[Point labeling records]
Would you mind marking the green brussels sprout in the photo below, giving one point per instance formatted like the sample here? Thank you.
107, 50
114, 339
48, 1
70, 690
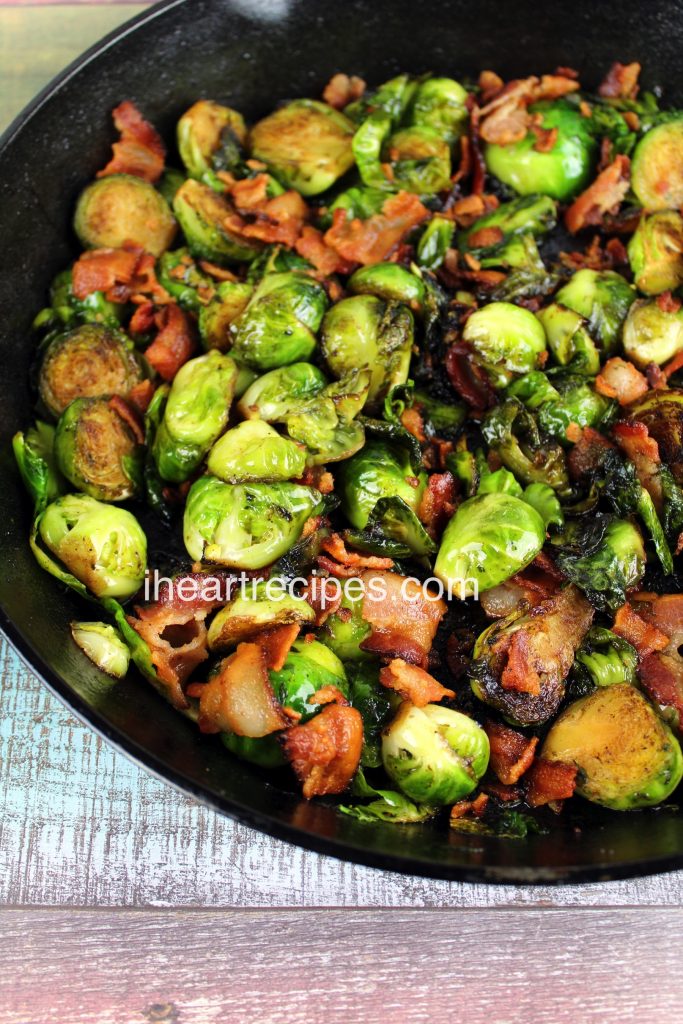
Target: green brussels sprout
103, 645
202, 214
604, 298
102, 545
365, 331
246, 525
278, 394
655, 252
568, 340
196, 415
563, 171
655, 170
491, 538
652, 334
86, 363
97, 452
121, 208
506, 339
216, 318
433, 754
280, 323
306, 144
388, 281
254, 451
627, 757
201, 132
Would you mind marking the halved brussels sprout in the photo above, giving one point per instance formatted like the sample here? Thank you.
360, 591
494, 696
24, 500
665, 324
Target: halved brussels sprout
101, 545
96, 451
433, 754
365, 331
655, 252
656, 177
246, 525
202, 214
89, 361
306, 144
278, 394
201, 132
254, 451
560, 173
507, 341
121, 208
279, 325
627, 757
604, 298
652, 334
491, 538
103, 645
196, 415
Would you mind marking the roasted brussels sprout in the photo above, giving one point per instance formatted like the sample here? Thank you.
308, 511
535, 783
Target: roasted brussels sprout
604, 298
202, 214
246, 525
279, 325
97, 452
652, 334
103, 645
655, 172
196, 415
491, 538
433, 754
655, 252
306, 144
627, 757
254, 451
365, 331
560, 173
86, 363
121, 208
102, 545
507, 341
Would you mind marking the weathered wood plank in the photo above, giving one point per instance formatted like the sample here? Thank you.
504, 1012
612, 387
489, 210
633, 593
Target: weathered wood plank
309, 967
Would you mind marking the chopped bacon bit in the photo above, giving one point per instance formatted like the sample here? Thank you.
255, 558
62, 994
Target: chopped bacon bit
621, 82
549, 781
139, 151
174, 342
602, 197
325, 752
373, 240
342, 89
413, 683
620, 379
511, 753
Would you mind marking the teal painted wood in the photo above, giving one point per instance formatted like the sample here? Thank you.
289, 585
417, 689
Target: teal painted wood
81, 825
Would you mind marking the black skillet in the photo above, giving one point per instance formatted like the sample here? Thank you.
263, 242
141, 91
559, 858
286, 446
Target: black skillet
251, 53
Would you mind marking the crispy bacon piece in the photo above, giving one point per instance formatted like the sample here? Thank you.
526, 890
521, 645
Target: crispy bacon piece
325, 752
413, 683
621, 82
549, 781
511, 753
620, 379
343, 89
373, 240
602, 197
139, 151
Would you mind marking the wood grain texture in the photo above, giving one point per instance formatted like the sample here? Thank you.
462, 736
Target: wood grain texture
314, 967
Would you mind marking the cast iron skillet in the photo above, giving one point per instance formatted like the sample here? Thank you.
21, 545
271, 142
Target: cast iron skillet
251, 53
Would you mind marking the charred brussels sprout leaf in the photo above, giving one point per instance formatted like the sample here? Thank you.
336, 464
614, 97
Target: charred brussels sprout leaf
246, 525
306, 144
121, 208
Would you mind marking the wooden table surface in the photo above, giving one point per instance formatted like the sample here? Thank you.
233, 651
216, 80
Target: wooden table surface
122, 900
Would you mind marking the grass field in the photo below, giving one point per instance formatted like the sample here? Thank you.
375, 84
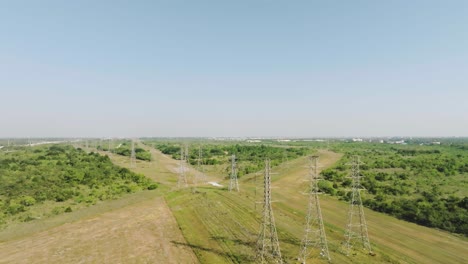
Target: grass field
211, 225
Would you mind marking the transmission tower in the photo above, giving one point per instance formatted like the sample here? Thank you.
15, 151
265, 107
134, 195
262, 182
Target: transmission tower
233, 183
268, 250
133, 156
201, 174
182, 182
314, 234
110, 146
356, 230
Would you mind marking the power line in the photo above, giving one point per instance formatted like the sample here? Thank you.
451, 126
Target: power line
233, 183
314, 233
356, 230
268, 250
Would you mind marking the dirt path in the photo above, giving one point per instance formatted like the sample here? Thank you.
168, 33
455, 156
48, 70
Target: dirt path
142, 233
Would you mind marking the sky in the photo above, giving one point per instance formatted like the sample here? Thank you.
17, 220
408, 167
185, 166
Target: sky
233, 68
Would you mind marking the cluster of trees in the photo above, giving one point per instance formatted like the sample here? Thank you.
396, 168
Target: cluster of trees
249, 158
420, 184
58, 173
125, 150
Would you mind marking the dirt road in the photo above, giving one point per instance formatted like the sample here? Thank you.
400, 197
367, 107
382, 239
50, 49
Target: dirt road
142, 233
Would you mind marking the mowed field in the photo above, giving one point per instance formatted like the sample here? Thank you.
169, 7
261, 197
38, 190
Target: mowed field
222, 226
217, 226
138, 228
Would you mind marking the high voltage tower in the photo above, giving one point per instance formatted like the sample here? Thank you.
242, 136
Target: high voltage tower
133, 156
182, 181
200, 176
357, 227
268, 250
233, 183
314, 235
110, 146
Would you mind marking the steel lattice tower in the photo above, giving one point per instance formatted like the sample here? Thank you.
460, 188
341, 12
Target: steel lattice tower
133, 156
233, 183
110, 145
357, 227
268, 249
314, 234
182, 181
201, 177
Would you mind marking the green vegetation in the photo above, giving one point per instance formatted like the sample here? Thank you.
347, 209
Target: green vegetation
250, 158
426, 185
57, 179
124, 149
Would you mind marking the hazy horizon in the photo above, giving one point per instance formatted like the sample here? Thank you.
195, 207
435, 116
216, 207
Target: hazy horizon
303, 69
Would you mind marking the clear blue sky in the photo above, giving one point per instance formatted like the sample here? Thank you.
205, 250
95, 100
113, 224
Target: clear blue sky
234, 68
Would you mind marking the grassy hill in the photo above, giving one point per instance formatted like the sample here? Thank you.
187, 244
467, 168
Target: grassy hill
42, 181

▶ _Stated exercise_
Retype every line of the records above precisely as it appears, leaving out the pictures.

▶ _Solution_
Would you mind marking the green brussels sprout in the photo below, giving one point per instance formatted like the sample here? Thank you.
107, 50
114, 339
48, 1
70, 690
Target: green brussels sprout
103, 645
202, 214
604, 298
102, 545
365, 331
246, 525
278, 394
655, 252
568, 340
196, 415
563, 171
655, 170
491, 538
652, 334
86, 363
97, 452
121, 208
506, 339
216, 318
433, 754
280, 323
306, 144
388, 281
254, 451
627, 757
201, 132
Would you mind marking the halved brussels sprout in the photo above, giving one point per instance formatted like the sample here? Thank you.
360, 591
494, 696
24, 500
665, 324
Target: halved brussels sprout
101, 545
96, 451
433, 754
365, 331
655, 252
656, 177
246, 525
202, 214
89, 361
306, 144
278, 394
201, 132
254, 451
560, 173
507, 341
121, 208
279, 325
627, 757
604, 298
652, 334
491, 538
103, 645
196, 415
Would you mind marking the roasted brussels sprout in the photo above, giving one point per instance formatted like the sample here? Thank you.
308, 511
535, 783
Target: roasted brussels sprout
604, 298
202, 214
246, 525
279, 325
97, 452
652, 334
103, 645
655, 172
196, 415
491, 538
433, 754
655, 252
306, 144
627, 757
254, 451
365, 331
560, 173
86, 363
121, 208
102, 545
507, 341
Would you mind marking the weathered wood plank in the photo above, giving one point per instance formatted like the sample here? Thank you.
504, 1012
612, 387
489, 210
633, 593
Target: weathered wood plank
309, 967
Would you mind marking the chopped bacon bit in the photo above, giving one point per instance formatted like the sample here? Thank you.
255, 558
62, 994
Target: chopped bacon bit
621, 82
549, 781
139, 151
174, 342
602, 197
325, 752
373, 240
342, 89
413, 683
620, 379
511, 753
Would you mind marking the teal painted wood in the photo above, giving one point per instance formatted like the sample here? Thank you.
289, 585
417, 689
Target: teal painted wood
81, 825
Would you mind marking the black skillet in the photo above, giving one point per instance formatted like the sample here? Thank you.
263, 242
141, 91
559, 858
286, 446
Target: black skillet
251, 53
Would you mind marking the crispy bacon piece in the photo above, giving one point per instance formatted like the sample here? Thank you.
526, 890
521, 645
Target: crispy bacon piece
325, 752
413, 683
621, 82
549, 781
511, 753
620, 379
343, 89
373, 240
602, 197
139, 151
Would you mind marking the wood grain texture in the photo above, giving one point per instance formatted like the sample here? Thank you.
462, 736
Target: wood grain texture
314, 967
Would you mind marking the cast iron skillet in the photo above, giving one point per instance formatted like the sample here? Thank you.
21, 545
271, 142
Target: cast iron skillet
251, 53
Would you mind marking the charred brussels sprout leaf in the photo above, giving one point per instance formatted like the sample here? Thank you.
336, 464
614, 97
Target: charred brussels sprout leaf
246, 525
306, 144
121, 208
Would you mind marking the wooden table surface in the photo above, giving one point per instance formatted like the sample here? Thank you.
233, 651
216, 80
Target: wooden table surface
122, 900
Would you mind marking the grass field in the photo below, giving one point per instance formatted like the sample here? Thank you.
375, 84
Target: grass field
211, 225
Would you mind marking the transmission tower in the photo above, giving one point per instance formatted like the sample here? Thank you.
15, 151
265, 107
134, 195
262, 182
Target: transmission tower
233, 183
268, 250
133, 156
201, 174
182, 182
314, 234
110, 146
356, 230
Would you mind marking the power line in the photo above, giving one point per instance formatted like the sample here? Thank you.
451, 126
Target: power line
233, 183
314, 233
356, 230
268, 250
Would you mind marking the dirt path in the photo above, giving one point per instance formatted like the sample here? Thank you.
168, 33
455, 156
48, 70
Target: dirt path
142, 233
Would you mind marking the sky in the photo above, giving one point per instance formatted like the sample here? Thank you.
17, 220
408, 167
185, 166
Target: sky
233, 68
Would you mind marking the cluster of trees in the photo above, giving one point per instance formatted like the sample here? Thank you.
396, 168
Target: cluster of trees
249, 158
420, 184
58, 173
125, 150
Would you mind marking the dirt road in the photo above, giving one point per instance formatted like the sample here? Thank you.
400, 197
367, 107
382, 239
50, 49
Target: dirt road
142, 233
Would you mind marking the mowed field in the photo above, giving one point per instance formatted like the sample here? Thank you.
169, 7
261, 197
38, 190
Target: mowed field
222, 226
217, 226
138, 228
Would you mind marking the high voltage tower in the photo above, giving one point per instance formatted like the sample here? Thank you.
242, 136
Target: high voltage tower
133, 156
182, 181
200, 176
357, 227
268, 250
233, 183
314, 235
110, 146
Would you mind marking the steel lattice tower in the photo above, giving one point per instance formatted like the sample here? Thank you.
460, 188
341, 12
Target: steel lattice tower
133, 156
233, 183
110, 145
357, 227
268, 249
314, 234
182, 181
201, 177
Would you mind marking the green vegetation in the photo above, giving one point per instance formatted like the sample here? Thank you.
347, 209
Target: green vegetation
250, 158
426, 185
57, 179
124, 149
Would you mind marking the hazy horizon in the photo above, giving one point per instance formatted like the sample here? Thank you.
195, 207
435, 116
216, 207
Target: hazy horizon
303, 69
Would you mind marking the clear blue sky in the photo above, giving one point per instance formatted like the sample here? Thank you.
205, 250
95, 100
113, 224
Target: clear blue sky
234, 68
Would you mind marking the grassy hill in the photo above, giving one point per instance formatted like the sample here? Thank you.
187, 244
467, 168
Target: grassy hill
42, 181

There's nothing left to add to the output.